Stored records
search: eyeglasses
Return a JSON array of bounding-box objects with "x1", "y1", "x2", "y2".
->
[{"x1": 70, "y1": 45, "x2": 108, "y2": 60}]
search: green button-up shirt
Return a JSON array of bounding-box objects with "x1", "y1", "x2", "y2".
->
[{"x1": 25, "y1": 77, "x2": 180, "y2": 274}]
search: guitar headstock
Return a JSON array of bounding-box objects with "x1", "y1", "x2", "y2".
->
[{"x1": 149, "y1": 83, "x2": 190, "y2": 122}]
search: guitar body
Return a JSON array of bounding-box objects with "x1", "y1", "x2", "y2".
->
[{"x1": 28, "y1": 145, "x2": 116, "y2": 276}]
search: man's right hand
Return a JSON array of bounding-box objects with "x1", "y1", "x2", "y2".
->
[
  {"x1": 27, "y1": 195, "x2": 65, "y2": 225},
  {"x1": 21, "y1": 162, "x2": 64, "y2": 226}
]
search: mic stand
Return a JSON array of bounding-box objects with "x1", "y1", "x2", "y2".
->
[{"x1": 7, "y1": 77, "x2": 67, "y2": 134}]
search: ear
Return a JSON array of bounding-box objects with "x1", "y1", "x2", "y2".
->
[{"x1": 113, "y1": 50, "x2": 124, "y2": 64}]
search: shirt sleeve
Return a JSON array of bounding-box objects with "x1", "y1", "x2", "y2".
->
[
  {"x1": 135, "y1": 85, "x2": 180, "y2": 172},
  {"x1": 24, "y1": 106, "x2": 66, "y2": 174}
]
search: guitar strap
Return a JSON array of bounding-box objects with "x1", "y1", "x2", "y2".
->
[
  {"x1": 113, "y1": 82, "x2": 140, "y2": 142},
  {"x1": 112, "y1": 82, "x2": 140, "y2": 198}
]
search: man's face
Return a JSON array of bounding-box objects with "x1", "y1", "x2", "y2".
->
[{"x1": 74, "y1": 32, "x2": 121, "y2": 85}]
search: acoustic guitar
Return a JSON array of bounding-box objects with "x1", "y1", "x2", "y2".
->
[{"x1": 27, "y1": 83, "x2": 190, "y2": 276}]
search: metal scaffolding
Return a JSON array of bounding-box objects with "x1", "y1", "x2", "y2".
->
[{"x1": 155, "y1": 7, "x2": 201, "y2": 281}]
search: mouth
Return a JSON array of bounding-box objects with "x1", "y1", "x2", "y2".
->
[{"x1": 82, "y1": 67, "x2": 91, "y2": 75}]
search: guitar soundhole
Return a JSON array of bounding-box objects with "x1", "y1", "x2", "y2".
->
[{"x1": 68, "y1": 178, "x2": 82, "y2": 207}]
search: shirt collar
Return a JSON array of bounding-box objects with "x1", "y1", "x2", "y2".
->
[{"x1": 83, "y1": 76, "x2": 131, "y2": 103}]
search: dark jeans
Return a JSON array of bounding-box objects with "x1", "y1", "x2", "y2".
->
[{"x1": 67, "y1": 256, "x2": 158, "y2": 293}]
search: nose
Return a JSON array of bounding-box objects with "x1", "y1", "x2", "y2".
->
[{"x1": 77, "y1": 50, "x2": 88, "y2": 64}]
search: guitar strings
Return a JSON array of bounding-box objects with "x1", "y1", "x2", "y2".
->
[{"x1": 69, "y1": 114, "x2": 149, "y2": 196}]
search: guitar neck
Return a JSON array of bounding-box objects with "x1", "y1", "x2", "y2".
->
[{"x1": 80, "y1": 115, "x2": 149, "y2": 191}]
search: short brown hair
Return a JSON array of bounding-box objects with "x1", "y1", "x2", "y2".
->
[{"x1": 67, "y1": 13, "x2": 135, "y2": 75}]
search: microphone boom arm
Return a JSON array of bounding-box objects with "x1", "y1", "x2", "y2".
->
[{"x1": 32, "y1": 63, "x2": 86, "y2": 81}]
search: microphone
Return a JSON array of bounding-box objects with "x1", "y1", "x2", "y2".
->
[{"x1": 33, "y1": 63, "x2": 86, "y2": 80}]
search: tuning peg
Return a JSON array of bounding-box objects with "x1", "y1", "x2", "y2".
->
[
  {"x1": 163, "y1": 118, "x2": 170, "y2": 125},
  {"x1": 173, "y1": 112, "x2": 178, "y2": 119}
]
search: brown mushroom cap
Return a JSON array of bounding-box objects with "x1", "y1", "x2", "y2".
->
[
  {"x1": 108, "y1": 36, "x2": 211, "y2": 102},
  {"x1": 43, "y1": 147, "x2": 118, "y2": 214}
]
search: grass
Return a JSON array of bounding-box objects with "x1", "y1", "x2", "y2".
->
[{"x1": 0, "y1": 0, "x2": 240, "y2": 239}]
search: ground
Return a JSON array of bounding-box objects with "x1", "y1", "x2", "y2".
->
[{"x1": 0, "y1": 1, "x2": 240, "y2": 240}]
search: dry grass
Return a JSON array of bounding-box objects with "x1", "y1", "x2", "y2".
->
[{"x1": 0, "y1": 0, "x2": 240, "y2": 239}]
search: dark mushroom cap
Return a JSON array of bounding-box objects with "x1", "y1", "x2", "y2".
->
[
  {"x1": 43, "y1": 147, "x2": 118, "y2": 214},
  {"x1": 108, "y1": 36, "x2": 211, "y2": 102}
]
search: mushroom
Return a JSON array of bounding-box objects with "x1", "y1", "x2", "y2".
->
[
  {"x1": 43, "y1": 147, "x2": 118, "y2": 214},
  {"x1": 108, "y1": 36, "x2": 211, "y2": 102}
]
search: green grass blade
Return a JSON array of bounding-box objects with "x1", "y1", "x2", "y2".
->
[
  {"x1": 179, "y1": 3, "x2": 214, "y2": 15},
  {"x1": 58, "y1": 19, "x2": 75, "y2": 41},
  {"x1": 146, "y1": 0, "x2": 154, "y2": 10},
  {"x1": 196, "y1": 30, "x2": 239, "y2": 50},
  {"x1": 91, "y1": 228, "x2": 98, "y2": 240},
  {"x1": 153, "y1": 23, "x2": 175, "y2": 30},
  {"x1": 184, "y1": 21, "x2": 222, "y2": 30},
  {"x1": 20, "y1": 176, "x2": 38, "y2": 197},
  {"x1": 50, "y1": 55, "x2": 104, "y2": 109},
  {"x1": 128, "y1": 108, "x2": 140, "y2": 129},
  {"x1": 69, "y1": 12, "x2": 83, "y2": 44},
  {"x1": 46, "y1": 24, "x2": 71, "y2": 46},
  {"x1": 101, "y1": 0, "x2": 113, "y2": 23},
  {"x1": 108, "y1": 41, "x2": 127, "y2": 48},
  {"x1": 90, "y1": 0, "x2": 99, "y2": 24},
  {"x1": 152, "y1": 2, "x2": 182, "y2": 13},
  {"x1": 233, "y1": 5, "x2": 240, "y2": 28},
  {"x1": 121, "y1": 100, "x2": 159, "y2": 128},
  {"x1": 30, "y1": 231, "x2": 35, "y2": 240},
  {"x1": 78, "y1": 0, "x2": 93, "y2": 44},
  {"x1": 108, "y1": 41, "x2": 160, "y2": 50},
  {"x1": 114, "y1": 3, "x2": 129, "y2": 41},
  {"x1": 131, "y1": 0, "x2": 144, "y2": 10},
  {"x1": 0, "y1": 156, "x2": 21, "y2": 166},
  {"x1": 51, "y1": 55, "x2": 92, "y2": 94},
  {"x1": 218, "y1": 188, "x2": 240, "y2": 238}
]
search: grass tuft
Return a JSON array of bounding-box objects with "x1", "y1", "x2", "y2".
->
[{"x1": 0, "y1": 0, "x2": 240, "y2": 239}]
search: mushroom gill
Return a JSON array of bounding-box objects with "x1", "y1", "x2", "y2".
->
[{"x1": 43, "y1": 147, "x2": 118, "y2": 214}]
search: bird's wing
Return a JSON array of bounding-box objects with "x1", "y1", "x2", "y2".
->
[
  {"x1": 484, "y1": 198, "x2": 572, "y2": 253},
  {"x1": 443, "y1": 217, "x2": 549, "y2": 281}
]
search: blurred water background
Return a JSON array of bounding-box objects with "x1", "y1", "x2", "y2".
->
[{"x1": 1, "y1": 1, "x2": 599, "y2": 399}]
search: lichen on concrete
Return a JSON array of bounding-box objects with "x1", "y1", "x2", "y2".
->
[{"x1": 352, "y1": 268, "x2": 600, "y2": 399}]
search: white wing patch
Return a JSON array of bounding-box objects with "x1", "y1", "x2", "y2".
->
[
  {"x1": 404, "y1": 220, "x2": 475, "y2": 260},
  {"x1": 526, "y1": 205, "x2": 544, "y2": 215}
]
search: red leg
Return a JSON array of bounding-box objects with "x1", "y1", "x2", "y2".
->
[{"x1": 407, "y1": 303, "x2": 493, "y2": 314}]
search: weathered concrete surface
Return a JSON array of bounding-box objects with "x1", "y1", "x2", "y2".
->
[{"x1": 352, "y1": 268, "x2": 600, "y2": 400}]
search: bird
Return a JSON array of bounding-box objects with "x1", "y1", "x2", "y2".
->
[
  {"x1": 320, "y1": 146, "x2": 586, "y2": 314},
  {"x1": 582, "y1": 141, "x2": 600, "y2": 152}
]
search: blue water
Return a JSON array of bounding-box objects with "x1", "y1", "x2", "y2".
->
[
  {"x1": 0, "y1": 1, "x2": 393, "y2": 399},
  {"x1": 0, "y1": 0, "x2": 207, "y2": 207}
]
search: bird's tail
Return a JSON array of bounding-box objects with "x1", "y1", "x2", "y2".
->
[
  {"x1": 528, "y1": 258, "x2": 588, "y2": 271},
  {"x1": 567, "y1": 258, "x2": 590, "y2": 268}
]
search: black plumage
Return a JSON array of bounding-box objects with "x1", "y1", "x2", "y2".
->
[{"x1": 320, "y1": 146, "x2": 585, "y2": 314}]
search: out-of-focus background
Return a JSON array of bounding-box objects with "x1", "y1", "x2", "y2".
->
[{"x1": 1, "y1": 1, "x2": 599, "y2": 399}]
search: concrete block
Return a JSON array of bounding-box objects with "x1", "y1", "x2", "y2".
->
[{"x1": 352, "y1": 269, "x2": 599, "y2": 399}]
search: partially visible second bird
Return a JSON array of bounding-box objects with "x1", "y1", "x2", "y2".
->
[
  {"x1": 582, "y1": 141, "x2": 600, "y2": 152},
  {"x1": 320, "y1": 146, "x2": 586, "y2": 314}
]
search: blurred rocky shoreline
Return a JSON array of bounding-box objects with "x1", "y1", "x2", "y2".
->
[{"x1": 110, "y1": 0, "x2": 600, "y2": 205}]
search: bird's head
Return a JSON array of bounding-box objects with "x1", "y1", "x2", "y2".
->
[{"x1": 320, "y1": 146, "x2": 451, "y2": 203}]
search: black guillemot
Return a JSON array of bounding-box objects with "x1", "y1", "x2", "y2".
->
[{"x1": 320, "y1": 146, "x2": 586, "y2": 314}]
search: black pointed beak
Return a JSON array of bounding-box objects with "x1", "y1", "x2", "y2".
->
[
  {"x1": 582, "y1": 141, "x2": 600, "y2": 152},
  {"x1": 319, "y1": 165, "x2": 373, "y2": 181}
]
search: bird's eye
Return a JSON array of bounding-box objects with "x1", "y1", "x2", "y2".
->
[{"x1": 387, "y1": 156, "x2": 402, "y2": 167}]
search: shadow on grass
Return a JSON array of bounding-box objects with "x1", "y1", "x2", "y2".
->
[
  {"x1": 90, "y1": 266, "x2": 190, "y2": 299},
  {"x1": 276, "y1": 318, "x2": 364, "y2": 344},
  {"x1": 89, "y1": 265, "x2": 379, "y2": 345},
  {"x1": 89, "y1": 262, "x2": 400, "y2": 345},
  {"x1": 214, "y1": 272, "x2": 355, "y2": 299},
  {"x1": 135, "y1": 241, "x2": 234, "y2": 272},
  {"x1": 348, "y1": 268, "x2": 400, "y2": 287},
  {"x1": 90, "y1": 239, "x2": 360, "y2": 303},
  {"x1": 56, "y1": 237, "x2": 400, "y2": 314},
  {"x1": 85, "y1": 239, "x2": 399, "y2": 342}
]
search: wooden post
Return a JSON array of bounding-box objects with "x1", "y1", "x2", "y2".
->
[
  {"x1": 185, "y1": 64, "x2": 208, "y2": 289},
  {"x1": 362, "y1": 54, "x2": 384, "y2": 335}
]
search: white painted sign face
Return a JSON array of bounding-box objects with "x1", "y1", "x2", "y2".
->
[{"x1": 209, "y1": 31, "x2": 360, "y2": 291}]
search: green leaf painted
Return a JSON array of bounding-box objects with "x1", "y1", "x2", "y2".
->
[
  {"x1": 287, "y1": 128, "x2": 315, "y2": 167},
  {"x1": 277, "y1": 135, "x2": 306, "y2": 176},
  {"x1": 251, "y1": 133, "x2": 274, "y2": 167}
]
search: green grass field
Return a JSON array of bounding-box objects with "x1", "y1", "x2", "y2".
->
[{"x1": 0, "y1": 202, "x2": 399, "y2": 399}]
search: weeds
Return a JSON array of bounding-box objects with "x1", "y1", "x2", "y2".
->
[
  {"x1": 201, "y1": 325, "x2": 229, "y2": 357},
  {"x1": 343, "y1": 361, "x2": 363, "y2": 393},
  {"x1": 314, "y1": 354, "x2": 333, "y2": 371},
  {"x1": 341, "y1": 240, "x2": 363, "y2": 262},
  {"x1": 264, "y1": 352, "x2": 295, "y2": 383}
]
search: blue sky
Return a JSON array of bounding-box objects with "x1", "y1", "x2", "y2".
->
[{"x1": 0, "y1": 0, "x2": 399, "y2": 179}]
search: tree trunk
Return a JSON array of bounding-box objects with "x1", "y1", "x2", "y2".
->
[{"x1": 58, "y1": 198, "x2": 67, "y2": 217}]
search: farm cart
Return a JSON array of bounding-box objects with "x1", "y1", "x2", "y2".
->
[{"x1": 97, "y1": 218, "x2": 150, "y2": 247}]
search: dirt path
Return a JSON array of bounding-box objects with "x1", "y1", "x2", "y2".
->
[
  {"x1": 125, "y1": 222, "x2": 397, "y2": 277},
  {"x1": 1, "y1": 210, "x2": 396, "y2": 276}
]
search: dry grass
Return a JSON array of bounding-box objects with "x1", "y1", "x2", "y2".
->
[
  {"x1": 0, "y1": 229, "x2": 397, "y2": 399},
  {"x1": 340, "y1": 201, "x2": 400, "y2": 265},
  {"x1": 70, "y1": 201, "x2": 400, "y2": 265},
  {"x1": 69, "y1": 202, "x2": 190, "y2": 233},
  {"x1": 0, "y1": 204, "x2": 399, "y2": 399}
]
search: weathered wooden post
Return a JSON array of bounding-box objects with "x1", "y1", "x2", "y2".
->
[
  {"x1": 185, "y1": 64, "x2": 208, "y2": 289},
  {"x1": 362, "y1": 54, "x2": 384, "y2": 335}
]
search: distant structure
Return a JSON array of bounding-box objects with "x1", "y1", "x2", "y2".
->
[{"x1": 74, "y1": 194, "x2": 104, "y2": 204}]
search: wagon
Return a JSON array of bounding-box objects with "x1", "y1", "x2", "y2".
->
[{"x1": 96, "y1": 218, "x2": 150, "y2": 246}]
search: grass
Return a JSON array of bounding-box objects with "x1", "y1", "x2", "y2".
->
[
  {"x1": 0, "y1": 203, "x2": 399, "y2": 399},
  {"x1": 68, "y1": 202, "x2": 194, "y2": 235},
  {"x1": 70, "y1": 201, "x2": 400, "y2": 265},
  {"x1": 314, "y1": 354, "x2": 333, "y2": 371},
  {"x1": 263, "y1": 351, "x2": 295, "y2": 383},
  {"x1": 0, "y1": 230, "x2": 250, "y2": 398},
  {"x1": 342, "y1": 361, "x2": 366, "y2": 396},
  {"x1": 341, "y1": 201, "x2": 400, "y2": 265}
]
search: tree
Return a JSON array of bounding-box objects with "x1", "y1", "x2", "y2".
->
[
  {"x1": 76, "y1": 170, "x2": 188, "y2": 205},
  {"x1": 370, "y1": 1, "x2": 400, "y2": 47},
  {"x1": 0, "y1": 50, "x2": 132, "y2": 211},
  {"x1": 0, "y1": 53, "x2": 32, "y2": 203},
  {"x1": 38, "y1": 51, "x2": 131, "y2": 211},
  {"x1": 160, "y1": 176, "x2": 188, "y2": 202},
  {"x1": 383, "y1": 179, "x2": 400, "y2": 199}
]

▶ **TASK PROMPT**: For each line above that contains the word "grass", give the line as it is written.

▶ **RESULT FOR THIS EXERCISE**:
search: grass
search: dry grass
search: green grass blade
search: grass tuft
search: shadow on grass
search: green grass field
search: dry grass
search: grass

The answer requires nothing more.